WRITTEN TASK 1> According to the passage on ORSSA's history, on what date was the Western Cape Branch founded?
WRITTEN TASK 2> Please extend the passage on ORSSA's history, picking up after its final sentence.

GIVEN PASSAGE>
BEGIN

The Johannesburg Branch was the first chapter of ORSSA. A new Pretoria Chapter was founded on 19 March 1970. The Western Cape Branch was founded on 14 August 1972. Branch chairmen also served on the national Executive Committee of ORSSA. One of the main tasks of the Executive Committee in its first year was to decide on membership issues. By 16 June 1970 membership had been granted to 75 individuals, of which 47 were for full membership and 28 for associate membership. The second annual congress of ORSSA was held in November 1970 at Iscor in Pretoria, where Jos Grobbelaar was elected as the new President. The other members of the new Executive Committee were D.D. Masterson (Vice-President), Dr. H.S. Sichel (Past President), Dr. J.D. Roode (Secretary), Dr. G.J. Rudolph (Treasurer), M.C.F. King (Editor), and J. Buttery and J.C. Joslin (Additional Members). In the new term of office two new branch chairmen also served in the Executive Committee, namely Dr. D.M. Hawkins (Johannesburg) and Dr. R.J. van den Heever (Pretoria).

Since 1969 the society has had the following presidents: Dr H Sichel (1970), Mr JW Grobbelaar (1971), Mr D Masterson (1972), Dr GJ Rudolph (1973), Mr J Miller (1974), Mr K Sandrock (1975), Mr HID du Plessis (1976), Mr R Eales (1977), Prof TJ Stewart (1978), Prof JS Wolvaardt (1979), Dr MJ Venter (1980), Dr AH Money (1981), Mr M Splaine (1982), Mr D Masterson (1983), Dr LP Fatti (1984), Mr DW Evans (1985), Mr MA de Vries (1986), Mr HW Ittmann (1987), Prof G Erens (1988-1989), Ms A Pachyannis (1990-1991), Mr LA Visagie (1992-1993), Ms E Ferreira (1994-1995), Dr E Dixon (1996-1997), Prof JW Hearne (1998-1999), Dr PduT Fourie (2000-2001), Mr HW Ittmann (2002-2003), Prof WR Gevers (2004-2005), Ms KM Harmse (2006-2007), Prof VSS Yadavalli (2008-2009), Mr DW Evans (2010-2011), Prof JH van Vuuren (2012-2013), Prof HA Kruger (2014-2015), Mrs WC Pelser (2016-2017), Dr D Lötter (2018-2019), Ms Gemma Dawson (2020), Mr DW Evans (2021) and Mr D Clarke (2022-2023).

END

STORED RECORDS>
BEGIN

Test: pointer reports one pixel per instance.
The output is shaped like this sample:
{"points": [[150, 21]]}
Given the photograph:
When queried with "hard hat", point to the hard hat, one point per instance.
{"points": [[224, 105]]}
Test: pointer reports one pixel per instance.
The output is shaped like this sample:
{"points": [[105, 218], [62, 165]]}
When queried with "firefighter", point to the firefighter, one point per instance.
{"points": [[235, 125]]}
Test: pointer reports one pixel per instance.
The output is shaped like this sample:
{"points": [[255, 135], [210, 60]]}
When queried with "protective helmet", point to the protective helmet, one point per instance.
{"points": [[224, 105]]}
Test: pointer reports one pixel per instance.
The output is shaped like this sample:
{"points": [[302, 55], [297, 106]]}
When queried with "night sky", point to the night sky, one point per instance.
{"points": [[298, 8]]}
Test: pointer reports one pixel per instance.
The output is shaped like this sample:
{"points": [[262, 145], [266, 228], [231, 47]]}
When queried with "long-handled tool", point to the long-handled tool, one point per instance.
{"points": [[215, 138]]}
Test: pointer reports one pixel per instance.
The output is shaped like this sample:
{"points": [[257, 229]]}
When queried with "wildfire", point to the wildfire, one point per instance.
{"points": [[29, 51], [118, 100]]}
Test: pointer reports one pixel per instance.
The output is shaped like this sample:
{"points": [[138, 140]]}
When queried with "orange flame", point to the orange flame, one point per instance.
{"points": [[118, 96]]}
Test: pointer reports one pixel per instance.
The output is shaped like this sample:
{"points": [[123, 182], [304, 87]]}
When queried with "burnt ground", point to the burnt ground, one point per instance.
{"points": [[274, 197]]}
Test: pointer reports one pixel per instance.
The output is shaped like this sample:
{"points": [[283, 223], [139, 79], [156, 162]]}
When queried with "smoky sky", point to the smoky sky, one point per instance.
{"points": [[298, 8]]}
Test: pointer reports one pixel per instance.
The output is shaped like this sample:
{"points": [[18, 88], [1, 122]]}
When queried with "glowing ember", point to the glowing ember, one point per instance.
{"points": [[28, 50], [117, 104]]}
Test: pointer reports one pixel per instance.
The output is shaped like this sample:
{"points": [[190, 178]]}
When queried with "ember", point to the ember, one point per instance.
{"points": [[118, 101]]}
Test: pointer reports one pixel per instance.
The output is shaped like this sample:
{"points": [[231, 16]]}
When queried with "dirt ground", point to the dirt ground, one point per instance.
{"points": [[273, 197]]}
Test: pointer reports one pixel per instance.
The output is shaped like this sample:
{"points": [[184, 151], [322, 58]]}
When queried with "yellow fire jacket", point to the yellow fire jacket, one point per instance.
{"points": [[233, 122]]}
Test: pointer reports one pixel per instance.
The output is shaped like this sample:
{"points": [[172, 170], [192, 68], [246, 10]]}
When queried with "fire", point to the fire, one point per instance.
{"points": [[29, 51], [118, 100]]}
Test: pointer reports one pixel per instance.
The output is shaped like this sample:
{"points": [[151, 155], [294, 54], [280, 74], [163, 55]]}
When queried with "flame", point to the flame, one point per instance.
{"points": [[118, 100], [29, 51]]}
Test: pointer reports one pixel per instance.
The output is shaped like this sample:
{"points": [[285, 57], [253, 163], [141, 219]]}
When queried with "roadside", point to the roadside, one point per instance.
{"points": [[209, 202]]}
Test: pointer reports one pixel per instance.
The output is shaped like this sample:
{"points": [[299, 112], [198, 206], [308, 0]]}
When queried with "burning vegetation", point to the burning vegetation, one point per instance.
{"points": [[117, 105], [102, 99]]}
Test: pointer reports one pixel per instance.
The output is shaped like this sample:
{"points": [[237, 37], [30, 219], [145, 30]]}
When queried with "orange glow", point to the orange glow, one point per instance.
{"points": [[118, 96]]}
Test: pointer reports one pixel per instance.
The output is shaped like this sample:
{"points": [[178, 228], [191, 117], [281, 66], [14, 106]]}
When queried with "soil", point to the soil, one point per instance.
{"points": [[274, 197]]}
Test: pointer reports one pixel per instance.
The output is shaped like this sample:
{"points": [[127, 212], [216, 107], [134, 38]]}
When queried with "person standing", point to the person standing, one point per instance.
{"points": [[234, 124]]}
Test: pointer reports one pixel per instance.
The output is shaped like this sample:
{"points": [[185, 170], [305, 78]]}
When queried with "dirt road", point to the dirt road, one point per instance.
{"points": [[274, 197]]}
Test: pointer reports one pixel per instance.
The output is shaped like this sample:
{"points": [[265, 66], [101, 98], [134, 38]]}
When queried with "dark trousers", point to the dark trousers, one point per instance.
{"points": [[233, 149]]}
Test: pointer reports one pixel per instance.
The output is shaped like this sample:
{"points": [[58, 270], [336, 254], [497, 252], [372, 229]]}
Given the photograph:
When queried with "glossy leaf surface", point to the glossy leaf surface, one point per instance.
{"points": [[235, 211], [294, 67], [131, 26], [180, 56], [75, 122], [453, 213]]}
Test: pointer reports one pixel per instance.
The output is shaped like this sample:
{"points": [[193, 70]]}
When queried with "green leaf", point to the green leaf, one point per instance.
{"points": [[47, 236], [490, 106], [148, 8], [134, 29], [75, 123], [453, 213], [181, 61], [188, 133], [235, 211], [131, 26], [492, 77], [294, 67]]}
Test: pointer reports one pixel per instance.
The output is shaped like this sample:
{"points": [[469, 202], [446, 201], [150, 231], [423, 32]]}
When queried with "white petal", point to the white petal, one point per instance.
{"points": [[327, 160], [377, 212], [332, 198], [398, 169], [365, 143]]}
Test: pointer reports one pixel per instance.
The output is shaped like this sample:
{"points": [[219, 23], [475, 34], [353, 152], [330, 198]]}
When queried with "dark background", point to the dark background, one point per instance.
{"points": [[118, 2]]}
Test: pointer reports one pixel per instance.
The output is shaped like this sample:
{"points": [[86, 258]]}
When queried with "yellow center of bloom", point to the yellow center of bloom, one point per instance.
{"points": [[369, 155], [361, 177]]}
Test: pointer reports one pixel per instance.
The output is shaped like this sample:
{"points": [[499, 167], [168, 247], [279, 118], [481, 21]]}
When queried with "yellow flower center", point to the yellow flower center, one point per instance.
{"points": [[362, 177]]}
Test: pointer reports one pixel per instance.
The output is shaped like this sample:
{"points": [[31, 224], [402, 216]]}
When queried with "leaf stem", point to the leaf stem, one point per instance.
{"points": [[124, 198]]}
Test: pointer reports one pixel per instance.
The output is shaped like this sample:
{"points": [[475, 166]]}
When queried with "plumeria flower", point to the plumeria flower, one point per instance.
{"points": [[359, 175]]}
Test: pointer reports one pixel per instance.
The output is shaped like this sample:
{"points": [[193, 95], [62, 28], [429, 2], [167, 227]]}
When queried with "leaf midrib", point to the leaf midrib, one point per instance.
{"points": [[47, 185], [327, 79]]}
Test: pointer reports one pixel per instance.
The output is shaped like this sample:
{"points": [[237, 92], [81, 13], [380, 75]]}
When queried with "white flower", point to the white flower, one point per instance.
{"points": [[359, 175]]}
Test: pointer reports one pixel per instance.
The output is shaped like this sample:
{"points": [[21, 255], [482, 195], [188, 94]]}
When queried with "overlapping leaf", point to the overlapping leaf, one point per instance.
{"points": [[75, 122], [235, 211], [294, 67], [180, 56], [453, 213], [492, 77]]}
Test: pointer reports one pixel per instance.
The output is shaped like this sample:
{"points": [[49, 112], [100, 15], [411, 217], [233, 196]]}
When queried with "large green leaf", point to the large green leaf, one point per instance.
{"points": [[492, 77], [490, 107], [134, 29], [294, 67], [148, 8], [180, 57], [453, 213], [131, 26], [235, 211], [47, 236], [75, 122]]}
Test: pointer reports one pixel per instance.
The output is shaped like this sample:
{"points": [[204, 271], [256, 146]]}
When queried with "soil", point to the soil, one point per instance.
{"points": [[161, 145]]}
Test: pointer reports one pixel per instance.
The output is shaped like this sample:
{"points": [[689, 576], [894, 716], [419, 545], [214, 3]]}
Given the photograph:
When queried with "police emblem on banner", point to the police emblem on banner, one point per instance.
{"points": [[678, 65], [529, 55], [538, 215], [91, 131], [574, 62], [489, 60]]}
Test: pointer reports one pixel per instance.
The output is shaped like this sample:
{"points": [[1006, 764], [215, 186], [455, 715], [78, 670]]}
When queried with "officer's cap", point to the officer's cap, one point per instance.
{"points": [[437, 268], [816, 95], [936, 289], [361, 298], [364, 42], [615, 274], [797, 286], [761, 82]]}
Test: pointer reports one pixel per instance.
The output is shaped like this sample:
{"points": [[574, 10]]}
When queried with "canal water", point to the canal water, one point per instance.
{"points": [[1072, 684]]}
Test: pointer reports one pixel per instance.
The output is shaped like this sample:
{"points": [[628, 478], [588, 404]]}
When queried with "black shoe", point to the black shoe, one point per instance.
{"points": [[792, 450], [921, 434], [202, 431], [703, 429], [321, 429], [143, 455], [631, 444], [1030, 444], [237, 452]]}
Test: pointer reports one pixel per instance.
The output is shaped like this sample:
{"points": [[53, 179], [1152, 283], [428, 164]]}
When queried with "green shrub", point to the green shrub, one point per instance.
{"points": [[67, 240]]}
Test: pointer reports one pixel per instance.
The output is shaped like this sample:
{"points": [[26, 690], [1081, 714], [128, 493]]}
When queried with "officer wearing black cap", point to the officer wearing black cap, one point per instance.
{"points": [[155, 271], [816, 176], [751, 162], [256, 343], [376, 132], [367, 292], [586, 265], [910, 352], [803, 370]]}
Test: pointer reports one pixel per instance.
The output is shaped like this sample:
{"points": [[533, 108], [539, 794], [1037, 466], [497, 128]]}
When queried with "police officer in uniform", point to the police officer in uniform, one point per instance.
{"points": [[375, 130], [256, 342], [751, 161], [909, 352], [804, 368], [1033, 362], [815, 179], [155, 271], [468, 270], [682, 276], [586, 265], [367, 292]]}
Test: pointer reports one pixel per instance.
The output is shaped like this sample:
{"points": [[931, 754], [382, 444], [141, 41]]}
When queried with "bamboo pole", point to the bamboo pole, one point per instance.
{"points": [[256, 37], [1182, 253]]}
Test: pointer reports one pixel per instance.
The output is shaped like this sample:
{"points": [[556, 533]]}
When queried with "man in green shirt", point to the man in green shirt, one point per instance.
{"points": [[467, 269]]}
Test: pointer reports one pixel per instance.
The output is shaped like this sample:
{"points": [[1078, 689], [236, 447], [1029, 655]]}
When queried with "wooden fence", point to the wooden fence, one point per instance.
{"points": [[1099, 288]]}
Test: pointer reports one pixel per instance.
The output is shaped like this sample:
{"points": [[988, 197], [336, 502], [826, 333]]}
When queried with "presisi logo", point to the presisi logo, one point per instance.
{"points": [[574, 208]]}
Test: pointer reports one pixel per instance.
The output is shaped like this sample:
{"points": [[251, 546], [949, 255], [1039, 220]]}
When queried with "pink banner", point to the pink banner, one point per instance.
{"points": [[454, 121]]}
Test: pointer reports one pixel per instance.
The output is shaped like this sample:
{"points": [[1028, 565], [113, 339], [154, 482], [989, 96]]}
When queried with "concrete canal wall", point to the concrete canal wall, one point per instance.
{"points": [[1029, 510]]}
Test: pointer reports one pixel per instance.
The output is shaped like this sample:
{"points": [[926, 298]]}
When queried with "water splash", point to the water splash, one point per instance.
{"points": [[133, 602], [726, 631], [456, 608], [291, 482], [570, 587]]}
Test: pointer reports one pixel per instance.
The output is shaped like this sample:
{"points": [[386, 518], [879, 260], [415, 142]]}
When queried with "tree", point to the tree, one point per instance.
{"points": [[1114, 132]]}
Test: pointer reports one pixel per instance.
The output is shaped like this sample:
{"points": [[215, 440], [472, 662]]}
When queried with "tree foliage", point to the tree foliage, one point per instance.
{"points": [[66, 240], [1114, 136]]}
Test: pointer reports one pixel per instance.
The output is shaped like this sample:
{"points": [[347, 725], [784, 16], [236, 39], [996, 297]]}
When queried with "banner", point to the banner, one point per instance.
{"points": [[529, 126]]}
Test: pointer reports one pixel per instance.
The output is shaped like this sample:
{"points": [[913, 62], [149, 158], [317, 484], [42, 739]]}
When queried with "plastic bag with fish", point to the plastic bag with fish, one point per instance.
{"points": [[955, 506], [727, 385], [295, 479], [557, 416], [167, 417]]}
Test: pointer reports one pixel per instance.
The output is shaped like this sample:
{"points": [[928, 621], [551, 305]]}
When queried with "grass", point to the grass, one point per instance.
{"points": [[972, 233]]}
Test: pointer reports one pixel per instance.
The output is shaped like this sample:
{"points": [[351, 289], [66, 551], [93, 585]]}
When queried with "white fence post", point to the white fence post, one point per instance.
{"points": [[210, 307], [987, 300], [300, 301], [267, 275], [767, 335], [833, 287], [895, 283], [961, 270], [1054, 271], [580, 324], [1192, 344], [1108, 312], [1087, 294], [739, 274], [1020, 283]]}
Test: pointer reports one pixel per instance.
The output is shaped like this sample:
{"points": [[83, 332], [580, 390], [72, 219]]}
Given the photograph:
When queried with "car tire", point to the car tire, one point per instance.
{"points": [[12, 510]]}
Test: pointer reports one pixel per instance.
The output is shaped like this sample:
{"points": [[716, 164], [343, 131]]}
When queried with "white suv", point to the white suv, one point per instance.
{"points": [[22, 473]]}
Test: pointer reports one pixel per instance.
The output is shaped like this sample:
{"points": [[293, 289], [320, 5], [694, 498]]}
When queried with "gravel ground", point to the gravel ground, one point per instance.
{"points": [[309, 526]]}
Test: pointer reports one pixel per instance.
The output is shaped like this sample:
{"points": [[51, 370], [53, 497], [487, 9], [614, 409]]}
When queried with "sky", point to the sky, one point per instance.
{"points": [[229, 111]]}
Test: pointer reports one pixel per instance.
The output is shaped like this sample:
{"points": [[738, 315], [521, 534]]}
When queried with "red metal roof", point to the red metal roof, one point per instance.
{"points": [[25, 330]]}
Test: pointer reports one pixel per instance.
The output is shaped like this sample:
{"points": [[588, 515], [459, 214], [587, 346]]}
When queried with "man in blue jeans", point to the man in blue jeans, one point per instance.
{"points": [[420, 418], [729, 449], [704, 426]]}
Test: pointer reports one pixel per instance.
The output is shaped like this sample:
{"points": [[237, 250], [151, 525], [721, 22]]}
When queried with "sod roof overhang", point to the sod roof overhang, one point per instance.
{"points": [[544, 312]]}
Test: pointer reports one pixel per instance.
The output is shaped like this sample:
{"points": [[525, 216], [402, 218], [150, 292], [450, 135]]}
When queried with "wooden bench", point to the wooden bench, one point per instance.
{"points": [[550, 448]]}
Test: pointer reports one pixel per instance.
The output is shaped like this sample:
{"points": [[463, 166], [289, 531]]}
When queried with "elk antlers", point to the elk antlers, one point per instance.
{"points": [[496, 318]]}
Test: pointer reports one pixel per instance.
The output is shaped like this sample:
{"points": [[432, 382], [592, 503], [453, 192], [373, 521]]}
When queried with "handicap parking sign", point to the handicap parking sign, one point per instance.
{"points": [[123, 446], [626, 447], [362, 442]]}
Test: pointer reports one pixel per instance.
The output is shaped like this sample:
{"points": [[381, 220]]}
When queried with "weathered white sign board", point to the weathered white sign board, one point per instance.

END

WRITTEN RESPONSE 1> 14 August 1972

WRITTEN RESPONSE 2>
== Governance ==

At a national level the Society is managed by an Executive Committee (EC), which is elected annually at an Annual General Meeting (AGM) of the Society. The various members of the EC each have a specific portfolio for which they are responsible. The portfolios entail, inter alia, membership aspects, finances, the publications of the society, interaction with international societies, the different chapters of ORSSA, the website, etc. The EC consists of the following office bearers: (i) President, (ii) Vice-President (either elected to become the next President or The Past President who last held office), (iii) Secretary, (iv) Treasurer, (v) Head of Digital, (vi) Head of News, (vii) Head of Marketing, (viii) Head of Events (viii) Head of External Liaison (ix) ORiON Journal Editor-in-Chief, and (x) ORiON Journal Manager. EC members manage a number of subcommittees related to their specific portfolio.

== Membership ==

ORSSA has about 350 members - individuals (students, professors and researchers from university and research institutions, as well as professionals from industry) and corporate affiliates. The society offers the following membership grades: Student, Full, Fellowship, Retired, Honorary life as well as Corporate membership. The first two membership grades are open for application by individual persons. The Corporate membership is open for application by companies or institutions. The third and fifth membership grade are by invitation only, and finally, a full member may apply for retired membership status.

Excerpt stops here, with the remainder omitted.